**Dataset**
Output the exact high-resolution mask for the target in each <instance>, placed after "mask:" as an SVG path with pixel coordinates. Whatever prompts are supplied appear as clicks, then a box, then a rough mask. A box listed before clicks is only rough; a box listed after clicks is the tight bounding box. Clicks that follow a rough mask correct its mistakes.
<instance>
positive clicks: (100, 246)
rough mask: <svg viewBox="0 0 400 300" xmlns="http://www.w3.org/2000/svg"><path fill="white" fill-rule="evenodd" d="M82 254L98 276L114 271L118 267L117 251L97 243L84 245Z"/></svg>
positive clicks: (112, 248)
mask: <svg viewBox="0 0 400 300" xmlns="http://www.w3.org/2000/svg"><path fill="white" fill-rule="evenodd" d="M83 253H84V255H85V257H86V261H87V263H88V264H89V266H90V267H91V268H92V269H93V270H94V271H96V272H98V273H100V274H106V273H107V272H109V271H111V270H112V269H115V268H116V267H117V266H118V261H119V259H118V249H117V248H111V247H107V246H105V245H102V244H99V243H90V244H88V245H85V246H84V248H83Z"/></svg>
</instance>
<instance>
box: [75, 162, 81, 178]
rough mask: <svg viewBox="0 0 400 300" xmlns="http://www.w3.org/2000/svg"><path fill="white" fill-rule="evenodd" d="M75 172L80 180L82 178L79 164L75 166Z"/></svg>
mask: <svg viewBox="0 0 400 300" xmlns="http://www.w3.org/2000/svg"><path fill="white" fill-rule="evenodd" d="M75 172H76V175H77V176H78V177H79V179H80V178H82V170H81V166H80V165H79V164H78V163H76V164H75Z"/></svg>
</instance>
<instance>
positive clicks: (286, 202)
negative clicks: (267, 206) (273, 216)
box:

**Task**
Change every "positive clicks" to "foreground clicks" across all the records above, and give the records again with nothing else altered.

**Answer box**
Output the exact high-resolution mask for the target in each <instance>, placed after "mask:" as an SVG path with pixel coordinates. Whatever prompts are supplied appear as clicks, then a box, then a rough mask. A box listed before clicks is only rough; a box listed after clicks is the tight bounding box. Clicks that follow a rough mask correct its mistakes.
<instance>
foreground clicks: (100, 246)
rough mask: <svg viewBox="0 0 400 300" xmlns="http://www.w3.org/2000/svg"><path fill="white" fill-rule="evenodd" d="M82 254L98 276L114 271L118 267L117 251L97 243L84 245Z"/></svg>
foreground clicks: (112, 248)
mask: <svg viewBox="0 0 400 300" xmlns="http://www.w3.org/2000/svg"><path fill="white" fill-rule="evenodd" d="M83 253H84V255H85V257H86V261H87V263H88V264H89V266H90V267H91V268H92V269H93V270H94V271H96V272H98V273H100V274H106V273H107V272H109V271H111V270H112V269H115V268H116V267H117V266H118V261H119V259H118V249H117V248H111V247H107V246H105V245H102V244H99V243H90V244H88V245H85V246H84V248H83Z"/></svg>
</instance>
<instance>
box: [75, 162, 81, 178]
rough mask: <svg viewBox="0 0 400 300" xmlns="http://www.w3.org/2000/svg"><path fill="white" fill-rule="evenodd" d="M75 172L80 180L82 178L79 164L75 166Z"/></svg>
mask: <svg viewBox="0 0 400 300" xmlns="http://www.w3.org/2000/svg"><path fill="white" fill-rule="evenodd" d="M75 172H76V175H77V176H78V177H79V179H80V178H82V170H81V166H80V165H79V164H78V163H76V164H75Z"/></svg>
</instance>
<instance>
foreground clicks: (286, 202)
negative clicks: (267, 206) (273, 216)
box:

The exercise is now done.